**WHAT IS BEING ASKED:**
Copy out the lines that start with the line containing "I would be grateful if you could spot the flower center" and end with the line containing "(1234, 432)", keeping every request line. Shift each set of coordinates by adding 102 to both of its numbers.

**INPUT ROWS:**

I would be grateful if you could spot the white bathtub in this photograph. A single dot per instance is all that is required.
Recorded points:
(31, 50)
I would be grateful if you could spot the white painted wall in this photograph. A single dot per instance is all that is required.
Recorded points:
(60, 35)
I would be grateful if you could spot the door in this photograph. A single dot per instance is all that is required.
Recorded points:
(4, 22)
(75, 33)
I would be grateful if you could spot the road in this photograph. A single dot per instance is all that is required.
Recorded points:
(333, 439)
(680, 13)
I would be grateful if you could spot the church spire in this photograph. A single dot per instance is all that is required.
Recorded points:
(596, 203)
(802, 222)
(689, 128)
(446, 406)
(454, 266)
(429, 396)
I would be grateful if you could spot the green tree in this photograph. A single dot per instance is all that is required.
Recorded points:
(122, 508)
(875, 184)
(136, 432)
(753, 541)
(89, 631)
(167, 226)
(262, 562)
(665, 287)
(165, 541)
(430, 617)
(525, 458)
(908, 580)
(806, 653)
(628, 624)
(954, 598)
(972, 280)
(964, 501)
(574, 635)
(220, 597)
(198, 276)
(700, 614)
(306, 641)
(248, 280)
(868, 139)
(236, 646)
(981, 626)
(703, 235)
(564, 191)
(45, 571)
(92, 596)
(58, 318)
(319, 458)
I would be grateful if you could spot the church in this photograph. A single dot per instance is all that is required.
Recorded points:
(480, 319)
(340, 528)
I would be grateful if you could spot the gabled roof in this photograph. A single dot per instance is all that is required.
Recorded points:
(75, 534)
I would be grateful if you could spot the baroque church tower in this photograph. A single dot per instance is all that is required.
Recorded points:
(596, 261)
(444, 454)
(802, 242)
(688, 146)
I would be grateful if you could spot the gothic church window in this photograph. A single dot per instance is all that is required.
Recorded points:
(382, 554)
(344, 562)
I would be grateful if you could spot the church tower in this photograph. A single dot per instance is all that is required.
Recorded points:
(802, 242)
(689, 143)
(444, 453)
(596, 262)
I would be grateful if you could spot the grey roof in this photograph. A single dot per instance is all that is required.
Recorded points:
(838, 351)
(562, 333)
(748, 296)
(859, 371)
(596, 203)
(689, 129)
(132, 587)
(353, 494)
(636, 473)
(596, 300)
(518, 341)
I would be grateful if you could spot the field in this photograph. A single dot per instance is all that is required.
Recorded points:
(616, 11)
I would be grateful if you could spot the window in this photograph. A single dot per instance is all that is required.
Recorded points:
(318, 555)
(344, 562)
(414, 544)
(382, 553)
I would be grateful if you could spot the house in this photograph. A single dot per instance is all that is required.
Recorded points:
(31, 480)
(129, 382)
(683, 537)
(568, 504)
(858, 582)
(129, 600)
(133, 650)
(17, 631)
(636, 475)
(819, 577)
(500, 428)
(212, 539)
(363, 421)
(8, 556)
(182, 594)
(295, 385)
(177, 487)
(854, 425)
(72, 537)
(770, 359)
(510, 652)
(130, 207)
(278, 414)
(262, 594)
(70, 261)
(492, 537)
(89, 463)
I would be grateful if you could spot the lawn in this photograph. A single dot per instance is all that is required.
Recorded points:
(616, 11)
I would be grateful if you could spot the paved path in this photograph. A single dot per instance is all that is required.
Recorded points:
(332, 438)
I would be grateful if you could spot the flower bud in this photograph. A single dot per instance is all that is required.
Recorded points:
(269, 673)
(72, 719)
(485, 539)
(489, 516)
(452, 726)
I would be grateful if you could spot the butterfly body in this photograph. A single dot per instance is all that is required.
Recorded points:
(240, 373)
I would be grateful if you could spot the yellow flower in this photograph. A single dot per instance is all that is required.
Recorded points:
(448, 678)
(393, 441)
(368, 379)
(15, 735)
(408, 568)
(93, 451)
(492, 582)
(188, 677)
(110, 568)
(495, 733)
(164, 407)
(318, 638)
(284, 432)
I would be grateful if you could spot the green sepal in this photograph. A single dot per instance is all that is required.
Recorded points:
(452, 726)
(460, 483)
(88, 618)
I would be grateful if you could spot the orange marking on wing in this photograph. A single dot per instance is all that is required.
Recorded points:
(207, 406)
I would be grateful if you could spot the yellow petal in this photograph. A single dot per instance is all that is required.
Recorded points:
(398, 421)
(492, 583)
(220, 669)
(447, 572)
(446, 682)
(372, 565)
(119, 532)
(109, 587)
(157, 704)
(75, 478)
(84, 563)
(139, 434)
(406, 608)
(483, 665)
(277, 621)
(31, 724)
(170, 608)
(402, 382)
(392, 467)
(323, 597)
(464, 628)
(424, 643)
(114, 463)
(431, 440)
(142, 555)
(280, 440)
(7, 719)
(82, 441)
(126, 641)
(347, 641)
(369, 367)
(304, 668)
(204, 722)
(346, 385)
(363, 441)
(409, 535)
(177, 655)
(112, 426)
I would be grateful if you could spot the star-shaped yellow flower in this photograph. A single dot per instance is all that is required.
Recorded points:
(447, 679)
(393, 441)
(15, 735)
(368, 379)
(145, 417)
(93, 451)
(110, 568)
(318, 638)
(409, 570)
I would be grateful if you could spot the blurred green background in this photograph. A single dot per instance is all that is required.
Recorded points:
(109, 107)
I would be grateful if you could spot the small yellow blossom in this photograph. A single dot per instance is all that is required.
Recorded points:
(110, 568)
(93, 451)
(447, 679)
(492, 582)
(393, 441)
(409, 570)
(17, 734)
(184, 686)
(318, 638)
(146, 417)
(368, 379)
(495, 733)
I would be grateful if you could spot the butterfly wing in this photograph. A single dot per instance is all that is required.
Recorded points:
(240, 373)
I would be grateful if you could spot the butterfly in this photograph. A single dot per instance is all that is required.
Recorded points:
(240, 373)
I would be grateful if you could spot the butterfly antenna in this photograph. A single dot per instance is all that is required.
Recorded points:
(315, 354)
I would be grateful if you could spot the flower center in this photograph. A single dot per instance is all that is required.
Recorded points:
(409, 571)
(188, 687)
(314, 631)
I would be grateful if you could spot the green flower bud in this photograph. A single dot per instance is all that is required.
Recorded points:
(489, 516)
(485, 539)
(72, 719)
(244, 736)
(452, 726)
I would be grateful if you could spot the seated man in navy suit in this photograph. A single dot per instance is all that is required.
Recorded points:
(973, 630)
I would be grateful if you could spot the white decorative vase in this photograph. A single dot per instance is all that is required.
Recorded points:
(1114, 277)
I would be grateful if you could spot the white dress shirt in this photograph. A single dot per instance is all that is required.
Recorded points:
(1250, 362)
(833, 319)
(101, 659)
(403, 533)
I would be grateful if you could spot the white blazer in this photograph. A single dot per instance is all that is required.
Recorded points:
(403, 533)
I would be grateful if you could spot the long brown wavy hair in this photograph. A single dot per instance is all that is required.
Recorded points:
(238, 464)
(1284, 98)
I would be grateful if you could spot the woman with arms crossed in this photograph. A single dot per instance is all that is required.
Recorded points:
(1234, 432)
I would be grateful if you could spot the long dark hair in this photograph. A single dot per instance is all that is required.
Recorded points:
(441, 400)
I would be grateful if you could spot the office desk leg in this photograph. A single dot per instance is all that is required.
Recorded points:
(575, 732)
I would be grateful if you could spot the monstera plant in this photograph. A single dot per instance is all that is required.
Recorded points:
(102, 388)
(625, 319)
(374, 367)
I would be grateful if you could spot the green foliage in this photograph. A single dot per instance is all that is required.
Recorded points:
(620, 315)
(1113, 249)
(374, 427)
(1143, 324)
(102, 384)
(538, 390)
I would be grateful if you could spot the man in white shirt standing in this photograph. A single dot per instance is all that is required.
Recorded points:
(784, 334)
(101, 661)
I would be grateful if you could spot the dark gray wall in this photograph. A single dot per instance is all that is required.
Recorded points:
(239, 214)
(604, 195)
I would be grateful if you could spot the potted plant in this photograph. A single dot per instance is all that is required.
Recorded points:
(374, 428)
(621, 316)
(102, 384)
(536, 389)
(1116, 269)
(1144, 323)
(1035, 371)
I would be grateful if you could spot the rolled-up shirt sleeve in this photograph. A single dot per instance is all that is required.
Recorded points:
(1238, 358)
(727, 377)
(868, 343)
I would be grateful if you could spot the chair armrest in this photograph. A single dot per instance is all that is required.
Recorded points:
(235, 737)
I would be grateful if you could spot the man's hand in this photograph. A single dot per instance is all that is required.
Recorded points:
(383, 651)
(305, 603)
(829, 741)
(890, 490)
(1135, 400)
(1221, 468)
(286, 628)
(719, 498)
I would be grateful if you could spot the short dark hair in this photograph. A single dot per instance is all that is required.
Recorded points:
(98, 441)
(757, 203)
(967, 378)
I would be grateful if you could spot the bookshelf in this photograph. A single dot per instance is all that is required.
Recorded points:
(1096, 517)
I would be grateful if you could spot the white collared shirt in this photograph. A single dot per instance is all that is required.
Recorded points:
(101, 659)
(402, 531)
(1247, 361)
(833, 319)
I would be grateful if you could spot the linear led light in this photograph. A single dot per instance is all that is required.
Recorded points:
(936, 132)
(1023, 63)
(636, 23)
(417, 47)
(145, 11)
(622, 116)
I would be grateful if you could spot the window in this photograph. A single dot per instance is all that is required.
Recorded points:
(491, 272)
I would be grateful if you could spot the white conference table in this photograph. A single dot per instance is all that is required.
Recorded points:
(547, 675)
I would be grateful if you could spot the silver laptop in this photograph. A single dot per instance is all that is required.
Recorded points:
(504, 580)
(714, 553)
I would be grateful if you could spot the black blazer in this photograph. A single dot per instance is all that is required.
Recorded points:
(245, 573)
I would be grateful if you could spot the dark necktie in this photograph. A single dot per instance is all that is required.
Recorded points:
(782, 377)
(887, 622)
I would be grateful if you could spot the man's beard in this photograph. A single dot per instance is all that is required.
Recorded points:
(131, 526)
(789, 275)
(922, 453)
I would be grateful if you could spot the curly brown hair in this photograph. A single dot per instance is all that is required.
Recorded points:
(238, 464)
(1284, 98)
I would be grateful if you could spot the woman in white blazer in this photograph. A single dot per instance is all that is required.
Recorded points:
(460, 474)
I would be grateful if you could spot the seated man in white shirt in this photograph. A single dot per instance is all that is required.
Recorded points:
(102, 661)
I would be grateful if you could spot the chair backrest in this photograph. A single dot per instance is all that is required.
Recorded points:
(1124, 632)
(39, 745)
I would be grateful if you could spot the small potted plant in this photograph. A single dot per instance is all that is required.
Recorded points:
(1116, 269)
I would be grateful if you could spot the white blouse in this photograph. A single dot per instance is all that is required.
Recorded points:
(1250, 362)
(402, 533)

**COMPLETED TASK:**
I would be grateful if you could spot the flower center in this photograph. A single dot per instance is all that is required.
Recorded points:
(511, 673)
(290, 789)
(416, 733)
I would be grateful if you could spot the green flower bud in this photograph. A single dot per instance is all that is required.
Recorded points:
(591, 618)
(587, 641)
(174, 821)
(346, 838)
(554, 828)
I would be grateful if you could spot the seated man in navy suit in this photograph. A single dot per instance is all that is required.
Recorded points:
(1075, 732)
I would be grateful if you could spot the white decorative vase in this photograph. A single dot per instance is all that is required.
Recorded points:
(1216, 379)
I would be grateful if you could spot the white dress shirt in this photograph. A single dot per instance is all that is required.
Recorded points:
(1352, 464)
(935, 421)
(203, 761)
(505, 635)
I would be grateful if you could spot the white blazer in this photograph. A single dot per instance is all that is required.
Recorded points:
(505, 635)
I would be grateful if you could spot the long brown wavy hair in this photograph. A single dot per instance is all that is required.
Recorded points:
(340, 566)
(1386, 200)
I would be grateful if you could spot the woman with arms crossed in this photograph. A single dot per instance is all that is required.
Recorded points:
(1336, 534)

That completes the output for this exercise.